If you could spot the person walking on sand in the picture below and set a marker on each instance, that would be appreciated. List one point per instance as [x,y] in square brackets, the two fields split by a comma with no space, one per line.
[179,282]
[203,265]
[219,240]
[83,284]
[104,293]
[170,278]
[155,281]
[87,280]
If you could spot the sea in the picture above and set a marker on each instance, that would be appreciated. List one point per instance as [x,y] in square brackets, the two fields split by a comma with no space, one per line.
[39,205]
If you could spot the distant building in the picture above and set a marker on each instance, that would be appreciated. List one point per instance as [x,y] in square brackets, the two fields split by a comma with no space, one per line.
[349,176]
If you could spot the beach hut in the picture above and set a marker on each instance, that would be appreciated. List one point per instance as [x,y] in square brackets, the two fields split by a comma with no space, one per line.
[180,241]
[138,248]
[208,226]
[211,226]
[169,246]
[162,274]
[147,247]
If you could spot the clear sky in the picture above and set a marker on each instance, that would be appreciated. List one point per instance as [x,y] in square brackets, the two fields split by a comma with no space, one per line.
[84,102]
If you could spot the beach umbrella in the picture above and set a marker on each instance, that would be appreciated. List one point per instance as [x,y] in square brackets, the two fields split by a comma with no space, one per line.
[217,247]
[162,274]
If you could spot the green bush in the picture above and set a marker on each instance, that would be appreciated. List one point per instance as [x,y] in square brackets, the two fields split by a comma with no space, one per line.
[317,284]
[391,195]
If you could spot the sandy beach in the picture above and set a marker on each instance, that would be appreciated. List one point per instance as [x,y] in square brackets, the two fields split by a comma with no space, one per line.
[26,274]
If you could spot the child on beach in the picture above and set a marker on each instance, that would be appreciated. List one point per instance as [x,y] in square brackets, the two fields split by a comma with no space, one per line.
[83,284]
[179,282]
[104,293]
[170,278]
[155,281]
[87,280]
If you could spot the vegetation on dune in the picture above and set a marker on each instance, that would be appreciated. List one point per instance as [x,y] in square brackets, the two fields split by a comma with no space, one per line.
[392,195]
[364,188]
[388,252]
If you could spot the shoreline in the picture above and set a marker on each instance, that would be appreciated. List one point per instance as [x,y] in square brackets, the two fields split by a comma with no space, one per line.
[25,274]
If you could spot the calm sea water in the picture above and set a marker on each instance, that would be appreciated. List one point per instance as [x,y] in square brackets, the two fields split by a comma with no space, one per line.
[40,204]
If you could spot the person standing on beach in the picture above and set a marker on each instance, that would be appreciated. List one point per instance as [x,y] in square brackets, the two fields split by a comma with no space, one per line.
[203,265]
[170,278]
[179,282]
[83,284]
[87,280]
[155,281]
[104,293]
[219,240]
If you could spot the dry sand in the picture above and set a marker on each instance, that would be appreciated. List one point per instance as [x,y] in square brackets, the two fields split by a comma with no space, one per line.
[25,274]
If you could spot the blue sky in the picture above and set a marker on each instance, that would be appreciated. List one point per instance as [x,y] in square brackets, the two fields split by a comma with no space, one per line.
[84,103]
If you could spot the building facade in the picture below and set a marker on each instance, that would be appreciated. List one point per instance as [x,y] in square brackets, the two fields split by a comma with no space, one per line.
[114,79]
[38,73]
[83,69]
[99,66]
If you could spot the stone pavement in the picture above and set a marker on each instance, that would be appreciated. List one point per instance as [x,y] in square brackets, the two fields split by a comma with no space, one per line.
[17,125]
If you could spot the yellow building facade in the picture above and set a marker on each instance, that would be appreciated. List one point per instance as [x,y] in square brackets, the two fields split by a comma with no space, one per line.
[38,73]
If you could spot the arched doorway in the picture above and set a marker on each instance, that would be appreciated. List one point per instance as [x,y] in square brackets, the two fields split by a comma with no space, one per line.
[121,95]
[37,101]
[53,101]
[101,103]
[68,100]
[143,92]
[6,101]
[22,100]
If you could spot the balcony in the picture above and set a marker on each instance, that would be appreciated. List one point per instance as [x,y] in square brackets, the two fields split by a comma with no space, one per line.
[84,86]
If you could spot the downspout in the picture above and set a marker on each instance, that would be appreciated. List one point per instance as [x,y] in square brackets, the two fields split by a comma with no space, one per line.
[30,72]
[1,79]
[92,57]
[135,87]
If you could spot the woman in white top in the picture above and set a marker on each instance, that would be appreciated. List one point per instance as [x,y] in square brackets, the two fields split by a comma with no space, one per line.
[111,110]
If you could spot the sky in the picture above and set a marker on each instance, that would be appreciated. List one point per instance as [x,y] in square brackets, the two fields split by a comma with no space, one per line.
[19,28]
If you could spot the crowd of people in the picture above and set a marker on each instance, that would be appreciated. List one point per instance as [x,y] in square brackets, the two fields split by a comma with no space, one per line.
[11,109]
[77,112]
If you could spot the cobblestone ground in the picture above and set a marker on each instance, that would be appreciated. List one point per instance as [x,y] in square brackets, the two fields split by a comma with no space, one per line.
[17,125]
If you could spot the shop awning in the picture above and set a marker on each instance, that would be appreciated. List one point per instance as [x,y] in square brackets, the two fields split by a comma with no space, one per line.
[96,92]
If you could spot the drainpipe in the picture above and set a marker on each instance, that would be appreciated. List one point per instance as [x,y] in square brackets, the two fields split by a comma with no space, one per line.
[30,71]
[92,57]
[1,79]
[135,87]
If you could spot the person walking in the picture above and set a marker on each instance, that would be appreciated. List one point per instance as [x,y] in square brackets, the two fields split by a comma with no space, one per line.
====
Aim >> Write out every line from the records above, word for word.

Exercise solution >>
If you could spot the person walking on sand in the picture below and set a marker on each instance, that would be appreciated. List one point per instance as [x,y] in square brackets, the two fields split by a comma with no space, one per line.
[179,282]
[203,265]
[219,240]
[83,284]
[104,293]
[170,278]
[155,281]
[87,280]
If you could spot the sea in the picture above and set a marker on each instance, that would be appreciated. List one point per instance as [x,y] in square brackets, the two fields split by a comma with no space, one per line.
[39,205]
If you could spot the distant building in the picture above and set a marker on each instance, that would be appreciated. List one point per instance as [x,y] in square brackets, the two fields split by a comma with no space, one per line.
[349,176]
If you could spot the beach hut in the picture above and set a marker on each instance, that would be appreciated. List one point per instance as [x,y] in square brackets, the two fields split by a comma with no space, one per line.
[180,241]
[138,248]
[208,226]
[211,226]
[169,246]
[162,274]
[147,247]
If you could spot the clear sky in the picture above and set a marker on each instance, that would be appreciated. List one point per instance as [x,y] in square brackets, the two fields split by a comma with no space, one per line.
[84,102]
If you could spot the beach umbrella in the picture above and set a marker on each instance, that would be appreciated. List one point per instance as [x,y] in square brackets, the two fields split by a comma with no space, one per line.
[217,247]
[162,274]
If you could spot the green bush in the picture above and set a marker on each instance, that would be appreciated. List one point per instance as [x,y] in square brackets, the two fields split by a comma with no space, one per line.
[317,284]
[391,195]
If you could spot the sandy beach in the picture above and set a marker on each instance, that would be appreciated. List one point per instance as [x,y] in square brackets, the two fields split by a comma with no space, one per line.
[26,274]
If you could spot the child on beach in the picture above and set a marker on each instance, that would be appreciated. List one point per instance as [x,y] in square brackets, the two fields split by a comma with no space, one per line.
[83,284]
[179,282]
[104,293]
[170,278]
[155,281]
[87,280]
If you could spot the vegetation on dune in the picture above and set a marker on each instance, that would be appreciated. List one point per instance as [x,y] in square brackets, the two fields split by a comma with no space, one per line.
[392,195]
[364,188]
[388,252]
If you could spot the shoreline in the picture above and set a marker on each instance, that would be appreciated. List one point per instance as [x,y] in square brackets, the two fields split by a comma with no space, one per line.
[25,274]
If you could spot the calm sea water in the picture above and set a marker on each instance, that would be appreciated. List one point per instance as [x,y] in square brackets, the two fields split by a comma with no space, one per line.
[40,204]
If you could spot the person standing on beach in the picture above and set a marker on each instance, that would be appreciated. List one point per instance as [x,y] in square brackets, the two fields split by a comma with no space, one per line.
[203,265]
[170,278]
[179,282]
[83,284]
[87,280]
[155,281]
[104,293]
[219,240]
If you could spot the dry sand in the picture above and set a marker on each instance, that would be appreciated. List one point per instance as [x,y] in square brackets, the two fields split by a comma with no space, one per line.
[25,274]
If you could spot the blue sky in the picture above and set a marker on each instance, that would be appreciated. List one point per instance as [x,y] in square brackets, the two fields split by a comma with no space, one per line.
[84,103]
If you could spot the building facade in the picture below and set a marker on each instance, that would be appreciated. List one point per instance as [x,y] in square brackets, the two fields split by a comma with no space, one per line.
[114,79]
[38,73]
[83,69]
[99,66]
If you could spot the stone pavement in the picture above and set a marker on each instance, that would be appreciated. List one point per instance as [x,y] in square brackets, the two fields split by a comma with no space, one per line.
[17,125]
If you could spot the yellow building facade in the picture above and set a marker on each instance, that would be appreciated. List one point per instance as [x,y] in square brackets, the two fields split by a comma with no space, one per line.
[38,73]
If you could spot the arched doorway in the picture above and set a marker on each instance, that would be appreciated. List one point per instance as [x,y] in square brackets, the two fields split by a comma with no space, one per line.
[121,95]
[37,101]
[53,101]
[101,103]
[68,100]
[143,92]
[6,101]
[22,100]
If you could spot the balcony in the picture above and set a marker on each instance, that would be appreciated. List one point per instance as [x,y] in square brackets, the two fields split by a comma with no space, one per line.
[84,86]
If you could spot the downspout in the picture above and set a marker on each instance, that would be appreciated. List one point per instance as [x,y] in square brackets, the two fields split by a comma with no space, one per line.
[30,72]
[1,79]
[92,57]
[135,87]
If you could spot the woman in white top in the picture above and set a marker on each instance, that would be appreciated. List one point per instance as [x,y] in square brackets, the two fields split by a comma with no space, one per line.
[111,110]
If you could spot the sky in the picture above and set a marker on each instance, that would be appreciated. List one point per instance as [x,y] in square brackets, the two fields split by a comma with no space, one per line.
[19,28]
If you could spot the crowd of people in the picture above and set a marker on each instance, that would be appreciated. List one point per instance as [x,y] in square brackets, the two fields split by a comma with no space, one per line.
[11,109]
[77,112]
If you could spot the cobblestone ground in the picture above and set a marker on each instance, that would be appreciated. List one point per instance as [x,y] in square brackets, the two fields split by a comma with no space, one per line.
[17,125]
If you could spot the shop awning in the picture above and set a marker on each instance, that would be appreciated. List one point per instance as [x,y] in square brackets, the two fields split by a comma with no space, one per line.
[96,92]
If you could spot the drainpipe in the picture above and set a marker on each instance, that would be appreciated. List one point per instance as [x,y] in square brackets, the two fields split by a comma with no space, one per line.
[30,71]
[92,57]
[1,79]
[135,87]
If you could spot the person walking in the picture above and set a marker on each instance, that would be appreciated. List one point per instance as [x,y] in square brackets, the two fields split by a comma with no space, one per line.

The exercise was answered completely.